[RECORD SET]

::::

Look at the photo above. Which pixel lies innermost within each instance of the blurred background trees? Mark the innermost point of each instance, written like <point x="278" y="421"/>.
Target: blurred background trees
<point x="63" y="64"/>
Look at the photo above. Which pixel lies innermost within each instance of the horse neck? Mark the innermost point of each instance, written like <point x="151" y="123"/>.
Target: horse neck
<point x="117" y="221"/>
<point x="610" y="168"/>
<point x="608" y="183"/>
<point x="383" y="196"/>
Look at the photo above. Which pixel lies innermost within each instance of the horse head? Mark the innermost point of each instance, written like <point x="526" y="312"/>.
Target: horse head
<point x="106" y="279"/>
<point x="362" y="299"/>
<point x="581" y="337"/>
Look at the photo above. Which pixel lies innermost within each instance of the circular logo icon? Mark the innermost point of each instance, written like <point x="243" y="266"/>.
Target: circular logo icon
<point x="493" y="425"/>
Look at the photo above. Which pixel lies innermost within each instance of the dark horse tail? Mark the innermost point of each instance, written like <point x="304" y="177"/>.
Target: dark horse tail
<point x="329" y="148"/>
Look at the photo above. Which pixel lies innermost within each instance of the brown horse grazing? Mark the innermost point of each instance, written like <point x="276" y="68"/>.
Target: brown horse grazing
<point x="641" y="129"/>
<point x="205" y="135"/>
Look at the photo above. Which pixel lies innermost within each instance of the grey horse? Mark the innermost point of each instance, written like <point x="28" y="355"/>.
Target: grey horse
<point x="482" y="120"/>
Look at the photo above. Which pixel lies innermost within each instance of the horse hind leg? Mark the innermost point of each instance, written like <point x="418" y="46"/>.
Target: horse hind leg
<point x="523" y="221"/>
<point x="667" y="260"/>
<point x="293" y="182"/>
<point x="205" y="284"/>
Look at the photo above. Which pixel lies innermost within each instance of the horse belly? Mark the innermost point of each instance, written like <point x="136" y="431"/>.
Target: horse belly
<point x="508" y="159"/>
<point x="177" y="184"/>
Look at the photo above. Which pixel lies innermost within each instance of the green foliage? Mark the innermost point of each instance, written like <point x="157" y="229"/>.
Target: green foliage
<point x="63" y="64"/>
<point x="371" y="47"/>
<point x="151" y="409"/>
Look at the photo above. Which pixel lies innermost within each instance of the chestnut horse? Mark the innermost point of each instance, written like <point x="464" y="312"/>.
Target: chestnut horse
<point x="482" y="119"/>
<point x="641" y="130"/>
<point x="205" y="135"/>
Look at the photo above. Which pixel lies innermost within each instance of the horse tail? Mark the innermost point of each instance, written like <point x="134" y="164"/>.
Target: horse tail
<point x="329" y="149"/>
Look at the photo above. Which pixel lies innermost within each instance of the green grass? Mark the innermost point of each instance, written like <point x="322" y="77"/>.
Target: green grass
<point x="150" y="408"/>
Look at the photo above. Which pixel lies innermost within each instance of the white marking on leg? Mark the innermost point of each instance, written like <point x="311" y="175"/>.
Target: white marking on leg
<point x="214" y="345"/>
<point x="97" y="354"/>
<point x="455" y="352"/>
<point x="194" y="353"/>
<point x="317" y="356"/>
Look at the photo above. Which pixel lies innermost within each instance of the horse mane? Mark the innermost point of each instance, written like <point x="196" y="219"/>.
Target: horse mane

::::

Copy all the records above, replacing every "innermost" with "most central" and leaving everything else unchanged.

[ANSWER TO THE PROBLEM]
Look at the photo above. Which pixel lies most central within each instance of the blurred background trees? Mark the most central point of each instance, written like <point x="278" y="421"/>.
Target: blurred background trees
<point x="63" y="64"/>
Look at the photo above. Which pixel lies most central within each instance of the horse neck? Mark the most central point of each instance, written like <point x="151" y="123"/>.
Target: horse neck
<point x="117" y="221"/>
<point x="610" y="168"/>
<point x="608" y="183"/>
<point x="383" y="196"/>
Look at the photo above. Which pixel lies most central within each instance of the horse head? Mark the most central point of each instance, written like <point x="526" y="312"/>.
Target: horse head
<point x="106" y="279"/>
<point x="362" y="299"/>
<point x="581" y="337"/>
Look at the photo above. Which pixel lies most central within each instance of the circular logo icon? Mark the most central point of each instance, written like <point x="243" y="266"/>.
Target: circular logo icon
<point x="493" y="425"/>
Look at the photo above. Which pixel lies most central within each instance of the dark horse tail? Mark the most central point of each instance, written like <point x="304" y="177"/>.
Target: dark horse tail
<point x="329" y="148"/>
Look at the photo above. Which pixel lies most central within each instance of the brown horse grazing? Mark the most central point of each instance, written like <point x="276" y="68"/>.
Target: brown horse grazing
<point x="641" y="129"/>
<point x="205" y="135"/>
Look at the photo above. Which pixel lies most central within each instance of the grey horse? Mark the most central point of each instance, written like <point x="28" y="355"/>.
Target: grey horse
<point x="482" y="120"/>
Look at the photo above. Which pixel lies most central within each instance of the horse hind leg? Mark the most central point of each instance, written like <point x="418" y="46"/>.
Target: horse hind leg
<point x="523" y="221"/>
<point x="667" y="260"/>
<point x="293" y="182"/>
<point x="205" y="284"/>
Look at the photo above. Which pixel lies most central within each instance of the horse belly? Mark the most central point of each instance, written like <point x="136" y="431"/>.
Target: horse belly
<point x="508" y="159"/>
<point x="177" y="184"/>
Look at the photo above. Which pixel lies most central within each instance of the green foliage? Mark the most central point of each instance, written like <point x="157" y="229"/>.
Target: green foliage
<point x="63" y="64"/>
<point x="371" y="47"/>
<point x="151" y="409"/>
Look at the photo above. Which pixel lies most central within each instance of the chestnut horse? Mark the most central point of each instance, written like <point x="464" y="312"/>.
Target: chestnut horse
<point x="482" y="119"/>
<point x="641" y="130"/>
<point x="205" y="135"/>
Look at the photo above. Which pixel lies most central within each instance of the horse tail? Mark the most central point of each instance, written like <point x="134" y="164"/>.
Target: horse tail
<point x="329" y="149"/>
Look at the photo above. Which pixel lies most central within each instance of the green grass? Mark the most central point of each instance, written like <point x="322" y="77"/>.
Target: green grass
<point x="150" y="408"/>
Look at the photo above. Which pixel lies most central within each instance of the white marking on leg? Mark the most central point of each instance, written like <point x="311" y="175"/>.
Target: white marking on leg
<point x="214" y="345"/>
<point x="97" y="354"/>
<point x="455" y="352"/>
<point x="194" y="353"/>
<point x="317" y="356"/>
Look at the photo above. Which pixel lies most central within each instance of the horse mane? Mark the most central point of each instance, written like <point x="196" y="219"/>.
Target: horse mane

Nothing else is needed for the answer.